Aim of the task:
Each record below must be returned exactly as shown.

Data:

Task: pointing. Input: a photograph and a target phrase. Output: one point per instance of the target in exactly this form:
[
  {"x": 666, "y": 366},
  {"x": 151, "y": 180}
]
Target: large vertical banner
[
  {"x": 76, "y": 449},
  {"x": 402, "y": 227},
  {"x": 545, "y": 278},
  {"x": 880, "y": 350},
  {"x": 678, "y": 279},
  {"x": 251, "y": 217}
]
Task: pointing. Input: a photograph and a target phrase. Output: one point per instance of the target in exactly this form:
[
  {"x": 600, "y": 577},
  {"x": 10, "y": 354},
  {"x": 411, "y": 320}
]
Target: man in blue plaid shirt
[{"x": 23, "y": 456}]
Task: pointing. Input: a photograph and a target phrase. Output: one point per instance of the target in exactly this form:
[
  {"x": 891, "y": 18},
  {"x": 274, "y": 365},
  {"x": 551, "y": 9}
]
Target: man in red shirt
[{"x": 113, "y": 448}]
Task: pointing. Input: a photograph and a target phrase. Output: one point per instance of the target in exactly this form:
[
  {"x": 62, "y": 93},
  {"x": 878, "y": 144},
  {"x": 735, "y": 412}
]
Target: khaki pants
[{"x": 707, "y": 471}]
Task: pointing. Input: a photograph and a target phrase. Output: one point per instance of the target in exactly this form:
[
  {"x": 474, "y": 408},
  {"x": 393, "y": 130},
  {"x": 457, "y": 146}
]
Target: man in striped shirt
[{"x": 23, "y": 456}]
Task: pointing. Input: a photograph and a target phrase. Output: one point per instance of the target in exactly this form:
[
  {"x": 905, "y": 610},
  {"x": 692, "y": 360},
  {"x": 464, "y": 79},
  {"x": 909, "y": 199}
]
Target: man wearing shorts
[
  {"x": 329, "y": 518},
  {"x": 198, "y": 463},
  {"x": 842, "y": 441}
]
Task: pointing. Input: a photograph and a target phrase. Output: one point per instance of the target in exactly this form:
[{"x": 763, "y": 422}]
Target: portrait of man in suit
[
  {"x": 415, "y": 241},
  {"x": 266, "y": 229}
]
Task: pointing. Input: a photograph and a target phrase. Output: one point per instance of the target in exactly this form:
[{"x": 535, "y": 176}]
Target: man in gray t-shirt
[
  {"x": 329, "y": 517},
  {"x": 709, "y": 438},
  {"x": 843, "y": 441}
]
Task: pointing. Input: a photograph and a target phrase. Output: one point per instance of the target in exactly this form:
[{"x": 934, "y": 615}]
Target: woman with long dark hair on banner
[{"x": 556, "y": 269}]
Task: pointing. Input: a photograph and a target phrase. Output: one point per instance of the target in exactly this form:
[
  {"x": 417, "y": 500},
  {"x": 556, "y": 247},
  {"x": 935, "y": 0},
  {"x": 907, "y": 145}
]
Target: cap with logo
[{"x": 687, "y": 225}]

Expected output:
Task: pointing. Input: a photograph and a target phrase. Output: one point per instance of the target in exactly this form:
[
  {"x": 666, "y": 366},
  {"x": 151, "y": 180}
]
Target: large vertical banner
[
  {"x": 76, "y": 449},
  {"x": 402, "y": 227},
  {"x": 545, "y": 278},
  {"x": 880, "y": 350},
  {"x": 678, "y": 279},
  {"x": 251, "y": 217}
]
Task: pointing. Input: a photograph and a target phrase. Output: one point per instance of the target in exactly this form:
[
  {"x": 600, "y": 577},
  {"x": 10, "y": 354},
  {"x": 411, "y": 320}
]
Target: man in blue plaid shirt
[{"x": 23, "y": 456}]
Task: pointing. Input: a photograph and a target phrase. Output: one point per instance of the target in exactly this form:
[
  {"x": 891, "y": 18},
  {"x": 274, "y": 365},
  {"x": 551, "y": 9}
]
Target: man in red shirt
[{"x": 113, "y": 448}]
Task: pointing. Input: a photograph and a target phrase. Output: one point per instance of the target in exactly this form:
[
  {"x": 62, "y": 93},
  {"x": 878, "y": 144},
  {"x": 735, "y": 412}
]
Target: khaki pants
[{"x": 707, "y": 471}]
Task: pointing. Input: a photograph and a target phrase. Output: one point per instance of the target in exactly this form:
[
  {"x": 474, "y": 408},
  {"x": 393, "y": 130},
  {"x": 457, "y": 146}
]
Target: man in striped shirt
[{"x": 23, "y": 456}]
Task: pointing. Input: a photograph and a target phrase. Output: one point per instance of the target in exactly this form:
[
  {"x": 905, "y": 610},
  {"x": 692, "y": 360},
  {"x": 464, "y": 79},
  {"x": 909, "y": 199}
]
Target: man wearing shorts
[
  {"x": 329, "y": 518},
  {"x": 198, "y": 463},
  {"x": 842, "y": 441}
]
Task: pointing. Input: a photograph and a target phrase. Output: one point per instance of the target in exactly this form:
[{"x": 763, "y": 422}]
Target: portrait of man in suit
[
  {"x": 415, "y": 241},
  {"x": 266, "y": 229}
]
Task: pointing. Input: a photograph and a target phrase. Output: one point per instance of the target in exactly this form:
[{"x": 535, "y": 176}]
Target: man in gray t-shirt
[
  {"x": 329, "y": 517},
  {"x": 709, "y": 438},
  {"x": 843, "y": 441}
]
Task: pointing. Input: a photograph and a target phrase. Output: one point per instance of the target in exactly this form:
[{"x": 934, "y": 615}]
Target: woman with long dark hair on banner
[{"x": 556, "y": 269}]
Task: pointing. Input: a photograph and a target phrase. Output: one point per instance of the target in exactly this form:
[
  {"x": 417, "y": 500},
  {"x": 556, "y": 247},
  {"x": 935, "y": 0},
  {"x": 907, "y": 145}
]
Target: cap with logo
[{"x": 687, "y": 225}]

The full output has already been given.